● Exercise: Could you reproduce, exactly and alone, the lines running from the one with "Expected: one point per instance of the flat" to the end of the data below?

● Data under study:
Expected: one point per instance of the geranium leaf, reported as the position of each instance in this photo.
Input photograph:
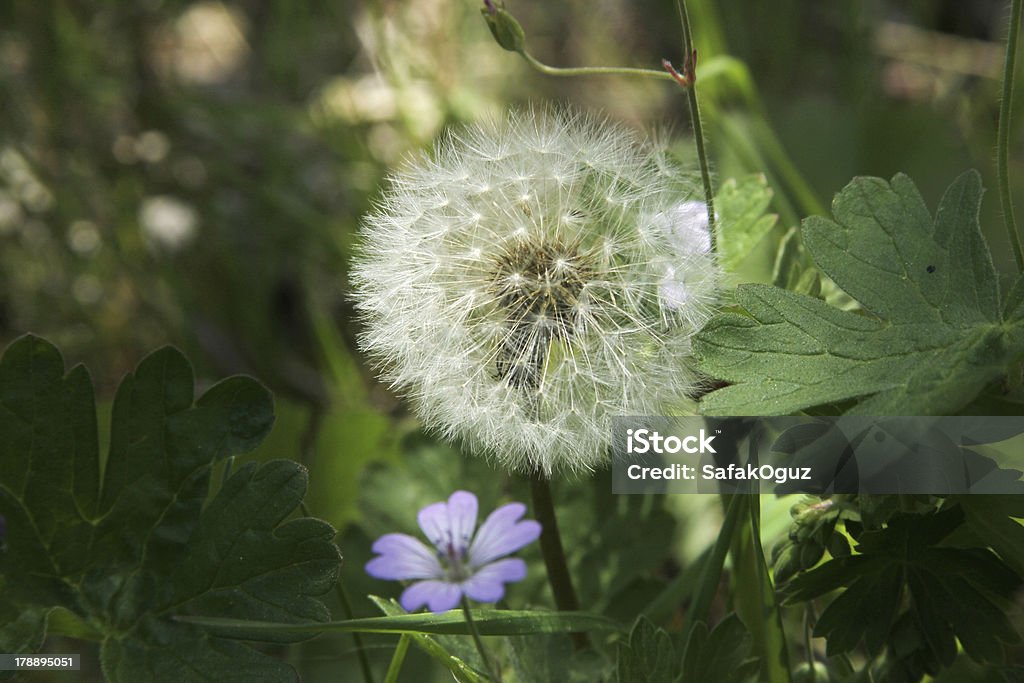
(118, 557)
(932, 335)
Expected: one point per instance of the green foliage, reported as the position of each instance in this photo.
(932, 335)
(119, 548)
(723, 654)
(912, 596)
(742, 221)
(647, 655)
(506, 30)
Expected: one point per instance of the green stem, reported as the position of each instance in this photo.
(808, 641)
(554, 554)
(592, 71)
(397, 658)
(1003, 144)
(487, 664)
(346, 608)
(691, 98)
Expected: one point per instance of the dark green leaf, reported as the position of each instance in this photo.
(934, 339)
(950, 592)
(648, 655)
(488, 623)
(741, 219)
(116, 558)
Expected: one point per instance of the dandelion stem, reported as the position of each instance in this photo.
(493, 670)
(397, 658)
(691, 98)
(1003, 144)
(592, 71)
(554, 554)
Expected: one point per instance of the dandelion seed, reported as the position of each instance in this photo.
(570, 296)
(463, 563)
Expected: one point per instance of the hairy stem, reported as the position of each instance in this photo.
(554, 554)
(691, 98)
(493, 671)
(592, 71)
(1003, 145)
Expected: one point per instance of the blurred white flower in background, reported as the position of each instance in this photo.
(532, 278)
(168, 223)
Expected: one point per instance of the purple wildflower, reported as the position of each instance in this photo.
(464, 564)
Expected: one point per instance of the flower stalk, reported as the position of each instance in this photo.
(488, 664)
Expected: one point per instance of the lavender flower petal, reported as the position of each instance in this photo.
(402, 557)
(438, 596)
(501, 534)
(487, 584)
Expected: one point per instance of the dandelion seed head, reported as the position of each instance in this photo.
(531, 278)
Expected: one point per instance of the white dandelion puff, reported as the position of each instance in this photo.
(530, 279)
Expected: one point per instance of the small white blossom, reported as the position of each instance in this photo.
(532, 278)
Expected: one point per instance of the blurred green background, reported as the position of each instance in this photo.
(193, 173)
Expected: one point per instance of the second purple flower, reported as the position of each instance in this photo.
(462, 563)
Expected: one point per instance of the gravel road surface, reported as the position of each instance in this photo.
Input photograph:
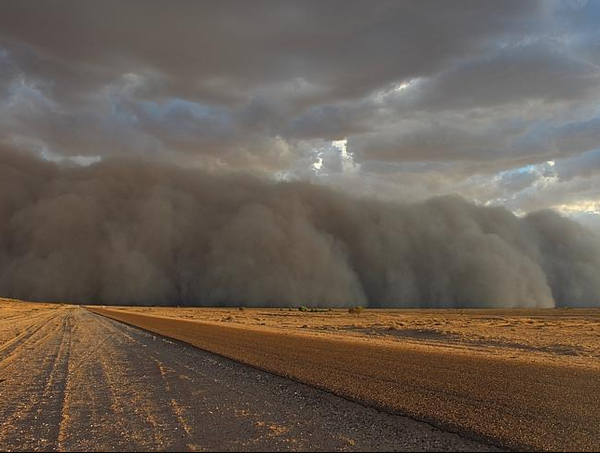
(516, 404)
(71, 380)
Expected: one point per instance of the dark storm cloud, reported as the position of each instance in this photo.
(432, 96)
(223, 49)
(129, 232)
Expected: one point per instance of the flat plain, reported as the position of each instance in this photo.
(381, 380)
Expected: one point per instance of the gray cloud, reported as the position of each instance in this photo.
(433, 97)
(123, 231)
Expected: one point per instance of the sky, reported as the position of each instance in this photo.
(496, 101)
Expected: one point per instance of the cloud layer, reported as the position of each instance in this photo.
(448, 97)
(125, 232)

● Finished exercise:
Expected: one point per instance of the flat plain, reported as the position of each instance in this photo.
(381, 380)
Expected: one point per instance of the gray cloud, reported as the position of each instance in this photo.
(433, 97)
(123, 231)
Expected: one point per instance of the sky, reported as the position of each instance in this photo.
(496, 101)
Expected: one point per instance of the cloud layer, reported as the position of each instance in this photo.
(448, 97)
(125, 232)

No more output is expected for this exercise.